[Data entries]
====

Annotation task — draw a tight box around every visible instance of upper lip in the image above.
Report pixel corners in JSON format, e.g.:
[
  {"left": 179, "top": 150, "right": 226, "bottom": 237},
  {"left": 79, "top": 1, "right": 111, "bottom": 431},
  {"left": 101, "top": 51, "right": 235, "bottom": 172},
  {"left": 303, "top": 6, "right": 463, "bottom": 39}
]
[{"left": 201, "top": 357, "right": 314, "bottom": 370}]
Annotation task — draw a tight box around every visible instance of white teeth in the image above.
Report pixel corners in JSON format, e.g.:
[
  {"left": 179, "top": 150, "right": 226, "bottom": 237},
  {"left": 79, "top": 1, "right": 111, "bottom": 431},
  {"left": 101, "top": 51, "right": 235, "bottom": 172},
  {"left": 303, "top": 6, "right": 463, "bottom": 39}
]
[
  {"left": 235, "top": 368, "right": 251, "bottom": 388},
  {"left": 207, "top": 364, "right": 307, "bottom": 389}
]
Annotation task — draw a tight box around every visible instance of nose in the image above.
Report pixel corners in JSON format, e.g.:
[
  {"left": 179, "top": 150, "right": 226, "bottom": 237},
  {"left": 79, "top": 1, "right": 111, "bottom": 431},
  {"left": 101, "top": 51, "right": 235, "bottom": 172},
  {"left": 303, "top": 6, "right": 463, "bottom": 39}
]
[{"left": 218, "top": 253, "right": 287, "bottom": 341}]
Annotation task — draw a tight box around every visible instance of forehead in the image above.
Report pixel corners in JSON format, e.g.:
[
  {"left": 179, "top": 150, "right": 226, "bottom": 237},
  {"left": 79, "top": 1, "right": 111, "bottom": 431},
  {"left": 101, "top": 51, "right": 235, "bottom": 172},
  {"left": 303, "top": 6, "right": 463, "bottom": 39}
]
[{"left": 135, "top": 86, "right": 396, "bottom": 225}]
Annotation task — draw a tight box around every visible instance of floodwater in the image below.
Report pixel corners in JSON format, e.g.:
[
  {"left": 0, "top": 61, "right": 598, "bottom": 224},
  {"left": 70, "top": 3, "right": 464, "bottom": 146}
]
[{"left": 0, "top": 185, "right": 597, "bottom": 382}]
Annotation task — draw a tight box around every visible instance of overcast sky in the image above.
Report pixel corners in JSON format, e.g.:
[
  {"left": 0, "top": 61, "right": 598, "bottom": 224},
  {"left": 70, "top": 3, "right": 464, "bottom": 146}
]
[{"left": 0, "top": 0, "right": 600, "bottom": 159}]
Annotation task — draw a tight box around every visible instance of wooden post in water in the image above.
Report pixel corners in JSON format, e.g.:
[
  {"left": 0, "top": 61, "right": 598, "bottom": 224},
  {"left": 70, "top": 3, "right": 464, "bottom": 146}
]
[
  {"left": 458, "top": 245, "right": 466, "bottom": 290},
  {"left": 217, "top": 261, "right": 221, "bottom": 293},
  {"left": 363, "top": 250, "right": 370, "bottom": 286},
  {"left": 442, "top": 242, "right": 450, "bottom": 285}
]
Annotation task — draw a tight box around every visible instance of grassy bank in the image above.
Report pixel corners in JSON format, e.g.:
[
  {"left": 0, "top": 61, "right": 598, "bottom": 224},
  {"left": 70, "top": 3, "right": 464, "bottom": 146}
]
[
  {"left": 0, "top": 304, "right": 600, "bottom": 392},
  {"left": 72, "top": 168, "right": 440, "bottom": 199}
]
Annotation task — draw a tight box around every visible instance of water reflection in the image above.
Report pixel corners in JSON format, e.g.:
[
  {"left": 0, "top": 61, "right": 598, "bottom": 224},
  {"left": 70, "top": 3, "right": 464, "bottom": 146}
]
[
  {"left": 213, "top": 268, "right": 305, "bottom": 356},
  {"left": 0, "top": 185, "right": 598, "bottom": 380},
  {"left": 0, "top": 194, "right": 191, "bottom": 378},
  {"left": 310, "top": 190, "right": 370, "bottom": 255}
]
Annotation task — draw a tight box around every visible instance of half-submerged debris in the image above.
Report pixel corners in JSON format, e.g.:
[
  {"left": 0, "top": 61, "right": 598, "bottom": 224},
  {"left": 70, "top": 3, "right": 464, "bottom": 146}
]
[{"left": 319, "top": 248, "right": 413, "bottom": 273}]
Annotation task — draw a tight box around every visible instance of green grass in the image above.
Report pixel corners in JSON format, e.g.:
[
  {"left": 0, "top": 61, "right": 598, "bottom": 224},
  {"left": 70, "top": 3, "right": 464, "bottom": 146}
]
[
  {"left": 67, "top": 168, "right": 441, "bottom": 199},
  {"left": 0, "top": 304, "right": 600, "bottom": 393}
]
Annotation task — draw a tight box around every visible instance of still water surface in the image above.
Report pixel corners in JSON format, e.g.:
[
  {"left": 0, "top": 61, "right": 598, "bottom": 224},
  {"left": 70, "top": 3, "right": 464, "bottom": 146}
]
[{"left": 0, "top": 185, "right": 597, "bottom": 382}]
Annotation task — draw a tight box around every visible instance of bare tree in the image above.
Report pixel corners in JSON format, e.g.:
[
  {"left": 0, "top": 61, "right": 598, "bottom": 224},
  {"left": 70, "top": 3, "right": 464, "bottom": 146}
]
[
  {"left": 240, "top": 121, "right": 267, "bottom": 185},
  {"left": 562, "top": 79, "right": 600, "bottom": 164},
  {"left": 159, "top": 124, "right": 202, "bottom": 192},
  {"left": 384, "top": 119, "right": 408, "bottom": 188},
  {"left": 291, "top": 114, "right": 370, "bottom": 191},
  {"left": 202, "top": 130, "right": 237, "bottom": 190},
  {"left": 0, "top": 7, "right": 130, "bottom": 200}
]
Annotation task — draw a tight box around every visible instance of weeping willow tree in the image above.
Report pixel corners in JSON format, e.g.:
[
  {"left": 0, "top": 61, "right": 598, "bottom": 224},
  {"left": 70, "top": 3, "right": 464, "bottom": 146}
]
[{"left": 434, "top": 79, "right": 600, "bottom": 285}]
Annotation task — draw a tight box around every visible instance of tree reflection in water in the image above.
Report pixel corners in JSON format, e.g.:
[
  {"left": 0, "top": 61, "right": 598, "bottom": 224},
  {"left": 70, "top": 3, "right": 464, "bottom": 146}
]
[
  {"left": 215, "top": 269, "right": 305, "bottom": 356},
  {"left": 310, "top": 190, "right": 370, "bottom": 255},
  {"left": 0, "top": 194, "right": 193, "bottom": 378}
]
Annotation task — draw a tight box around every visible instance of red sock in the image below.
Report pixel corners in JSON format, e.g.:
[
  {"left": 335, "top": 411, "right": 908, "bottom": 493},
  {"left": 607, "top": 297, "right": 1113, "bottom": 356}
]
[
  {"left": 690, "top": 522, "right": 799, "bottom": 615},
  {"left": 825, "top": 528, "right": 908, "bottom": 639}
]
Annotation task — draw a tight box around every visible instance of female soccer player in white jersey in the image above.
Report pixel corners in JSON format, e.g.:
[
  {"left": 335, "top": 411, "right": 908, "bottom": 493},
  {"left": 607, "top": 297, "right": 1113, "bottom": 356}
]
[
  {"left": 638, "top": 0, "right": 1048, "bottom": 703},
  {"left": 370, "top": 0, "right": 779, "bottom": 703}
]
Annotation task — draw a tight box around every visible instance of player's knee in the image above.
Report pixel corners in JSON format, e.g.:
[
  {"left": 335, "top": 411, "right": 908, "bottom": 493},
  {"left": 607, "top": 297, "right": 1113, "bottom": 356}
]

====

▸ **Objective**
Restate every record exactly, leaving nothing out.

▸ **Exercise result**
Annotation task — draw a tight box around every visible instance of upper lip in the image above.
Report pixel corners in JSON format, e.g.:
[
  {"left": 179, "top": 150, "right": 226, "bottom": 237},
  {"left": 79, "top": 1, "right": 111, "bottom": 431},
  {"left": 101, "top": 51, "right": 235, "bottom": 172},
  {"left": 303, "top": 6, "right": 463, "bottom": 39}
]
[{"left": 201, "top": 357, "right": 314, "bottom": 370}]
Annotation task — draw a tight box around every visible instance of white teeth in the image above.
Report pixel corners in JSON format, e.g.:
[
  {"left": 179, "top": 150, "right": 226, "bottom": 237},
  {"left": 79, "top": 1, "right": 111, "bottom": 431},
  {"left": 101, "top": 51, "right": 235, "bottom": 172},
  {"left": 303, "top": 6, "right": 463, "bottom": 39}
]
[
  {"left": 235, "top": 368, "right": 251, "bottom": 388},
  {"left": 207, "top": 364, "right": 307, "bottom": 389}
]
Annotation task — draw a tight box around every visible instance of nose in the image above.
Report pixel corners in JSON format, e.g.:
[
  {"left": 179, "top": 150, "right": 226, "bottom": 237},
  {"left": 79, "top": 1, "right": 111, "bottom": 431},
  {"left": 101, "top": 51, "right": 235, "bottom": 172},
  {"left": 303, "top": 6, "right": 463, "bottom": 39}
]
[{"left": 218, "top": 253, "right": 287, "bottom": 341}]
Annotation task — draw a tight box around every visible instance of forehead in the image above.
Report pixel corners in JSON format, e.g.:
[
  {"left": 179, "top": 150, "right": 226, "bottom": 237},
  {"left": 79, "top": 1, "right": 111, "bottom": 431},
  {"left": 101, "top": 51, "right": 235, "bottom": 172},
  {"left": 303, "top": 6, "right": 463, "bottom": 39}
]
[{"left": 135, "top": 86, "right": 396, "bottom": 225}]
Annotation task — draw a tight box around every visible instance of floodwater in the image below.
Report pixel corners in JSON format, e.g.:
[
  {"left": 0, "top": 61, "right": 598, "bottom": 224},
  {"left": 70, "top": 3, "right": 464, "bottom": 146}
]
[{"left": 0, "top": 185, "right": 597, "bottom": 382}]
Annotation task — draw a tight box around every visible instance of overcast sky in the image above.
Report pixel corners in JSON format, e.g.:
[
  {"left": 0, "top": 61, "right": 598, "bottom": 224},
  {"left": 70, "top": 3, "right": 464, "bottom": 146}
]
[{"left": 0, "top": 0, "right": 600, "bottom": 159}]
Annotation task — draw a tight box around every visible instance of wooden post in water in the image above.
Report pixel corners in JSON format, e.g.:
[
  {"left": 0, "top": 61, "right": 598, "bottom": 224},
  {"left": 70, "top": 3, "right": 464, "bottom": 146}
]
[
  {"left": 458, "top": 245, "right": 466, "bottom": 290},
  {"left": 217, "top": 261, "right": 221, "bottom": 293},
  {"left": 363, "top": 250, "right": 370, "bottom": 286},
  {"left": 442, "top": 242, "right": 450, "bottom": 285}
]
Annotation task — draw a tight box around every visible instance of grassy bank in the image above.
Report pixel corners in JSON format, e.g.:
[
  {"left": 0, "top": 61, "right": 598, "bottom": 224},
  {"left": 70, "top": 3, "right": 464, "bottom": 146}
]
[
  {"left": 0, "top": 304, "right": 600, "bottom": 392},
  {"left": 72, "top": 168, "right": 440, "bottom": 199}
]
Annotation task — draw a tight box around every visible instance of water reflection in the image above.
Report pixel corners in JSON format, e.g.:
[
  {"left": 0, "top": 61, "right": 598, "bottom": 224},
  {"left": 70, "top": 3, "right": 464, "bottom": 146}
]
[
  {"left": 213, "top": 268, "right": 305, "bottom": 356},
  {"left": 0, "top": 185, "right": 598, "bottom": 380},
  {"left": 0, "top": 194, "right": 191, "bottom": 378},
  {"left": 310, "top": 190, "right": 370, "bottom": 255}
]
Annotation task — draw a tight box around every visible instance of half-submerged debris in the image above.
Report pixel corners in JSON format, e.g.:
[
  {"left": 0, "top": 61, "right": 598, "bottom": 224},
  {"left": 70, "top": 3, "right": 464, "bottom": 146}
]
[{"left": 319, "top": 248, "right": 413, "bottom": 273}]
Annotation task — draw a tight box around every visible instance of green grass in the image above.
Report pixel corners in JSON format, e.g.:
[
  {"left": 0, "top": 61, "right": 598, "bottom": 224},
  {"left": 70, "top": 3, "right": 464, "bottom": 146}
]
[
  {"left": 67, "top": 168, "right": 441, "bottom": 199},
  {"left": 0, "top": 304, "right": 600, "bottom": 393}
]
Annotation task — draw a tight box around every visible instance of still water surface in the image above.
Report pixel corners in JSON format, e.g.:
[
  {"left": 0, "top": 61, "right": 598, "bottom": 224},
  {"left": 70, "top": 3, "right": 464, "bottom": 146}
]
[{"left": 0, "top": 185, "right": 597, "bottom": 382}]
Annotation task — draw a tight box around every visible instance of bare tree in the image above.
Report pixel corners in JSON format, e.g.:
[
  {"left": 0, "top": 61, "right": 598, "bottom": 224},
  {"left": 70, "top": 3, "right": 464, "bottom": 146}
]
[
  {"left": 240, "top": 121, "right": 267, "bottom": 185},
  {"left": 562, "top": 79, "right": 600, "bottom": 164},
  {"left": 159, "top": 124, "right": 202, "bottom": 192},
  {"left": 384, "top": 119, "right": 408, "bottom": 188},
  {"left": 291, "top": 114, "right": 370, "bottom": 191},
  {"left": 202, "top": 130, "right": 237, "bottom": 190},
  {"left": 0, "top": 7, "right": 130, "bottom": 200}
]
Annotation task — draw a tight box around every visible instance of weeping willow tree in the image above.
Report pixel corners in JSON format, e.g.:
[
  {"left": 0, "top": 61, "right": 598, "bottom": 224},
  {"left": 70, "top": 3, "right": 464, "bottom": 146}
]
[{"left": 434, "top": 79, "right": 600, "bottom": 285}]
Annotation task — draw a tight box around every visible instance of tree reflection in water in the image above.
Report pixel corners in JSON format, e.g.:
[
  {"left": 0, "top": 61, "right": 598, "bottom": 224},
  {"left": 70, "top": 3, "right": 464, "bottom": 146}
]
[
  {"left": 215, "top": 269, "right": 305, "bottom": 356},
  {"left": 310, "top": 190, "right": 370, "bottom": 255},
  {"left": 0, "top": 194, "right": 193, "bottom": 378}
]
Annotation task — draw a tight box around every visible instance of red sock in the image below.
Report pixel corners in JSON format, e.g.:
[
  {"left": 335, "top": 411, "right": 908, "bottom": 493},
  {"left": 607, "top": 297, "right": 1113, "bottom": 356}
]
[
  {"left": 690, "top": 522, "right": 799, "bottom": 615},
  {"left": 825, "top": 528, "right": 908, "bottom": 639}
]
Annotation task — draw a tight box around every visible instance of female soccer player in white jersey in the image above.
Report pixel corners in JSON format, e.g.:
[
  {"left": 335, "top": 411, "right": 908, "bottom": 493},
  {"left": 607, "top": 297, "right": 1113, "bottom": 356}
]
[
  {"left": 638, "top": 0, "right": 1048, "bottom": 703},
  {"left": 370, "top": 0, "right": 779, "bottom": 703}
]
Annotation task — draw a tight box around every visible instance of player's knee in the image above.
Report pixel corners in JSON format, e.g.:
[
  {"left": 335, "top": 411, "right": 908, "bottom": 493},
  {"left": 607, "top": 297, "right": 1113, "bottom": 356}
]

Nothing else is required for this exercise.